__The problem__.
Go through the listing below from the line containing "Reviewer note: check that every instance of the sun reflection" to its last line, retyping each line exactly and nothing else.

__Provided material__.
+--

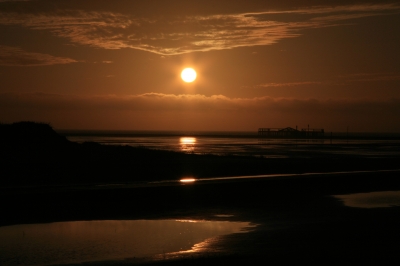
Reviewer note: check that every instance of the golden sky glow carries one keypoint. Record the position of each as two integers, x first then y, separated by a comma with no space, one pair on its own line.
101,65
188,75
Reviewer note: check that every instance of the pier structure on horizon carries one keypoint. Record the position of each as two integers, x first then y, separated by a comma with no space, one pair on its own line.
289,132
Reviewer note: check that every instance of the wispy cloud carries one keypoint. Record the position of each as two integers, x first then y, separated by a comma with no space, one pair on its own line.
187,34
13,56
218,112
287,84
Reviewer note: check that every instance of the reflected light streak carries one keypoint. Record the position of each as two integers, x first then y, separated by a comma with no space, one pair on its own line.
187,180
187,140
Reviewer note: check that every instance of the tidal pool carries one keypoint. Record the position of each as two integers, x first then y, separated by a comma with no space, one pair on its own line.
84,241
379,199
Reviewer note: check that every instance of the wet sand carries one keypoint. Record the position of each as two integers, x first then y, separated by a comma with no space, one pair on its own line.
45,178
298,219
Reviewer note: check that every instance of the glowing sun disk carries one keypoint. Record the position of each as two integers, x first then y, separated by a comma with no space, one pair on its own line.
188,75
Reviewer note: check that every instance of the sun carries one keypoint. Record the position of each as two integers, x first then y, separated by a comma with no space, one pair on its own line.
188,75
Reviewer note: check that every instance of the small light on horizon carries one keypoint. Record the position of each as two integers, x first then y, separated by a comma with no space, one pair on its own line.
187,180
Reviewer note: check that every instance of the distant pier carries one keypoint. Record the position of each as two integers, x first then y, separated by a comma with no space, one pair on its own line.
289,132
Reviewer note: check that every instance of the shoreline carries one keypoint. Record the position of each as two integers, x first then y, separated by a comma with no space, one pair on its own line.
50,179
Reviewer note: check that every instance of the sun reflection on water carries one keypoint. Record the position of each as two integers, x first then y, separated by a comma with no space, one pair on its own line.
187,144
187,180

+--

__Expected answer__.
Reviewer note: check that every instance of the sun reflection on water carries one keypoint. Record the position of each as two integers, x first then y, separated by a comma with no space, one pair on its own line.
187,144
187,180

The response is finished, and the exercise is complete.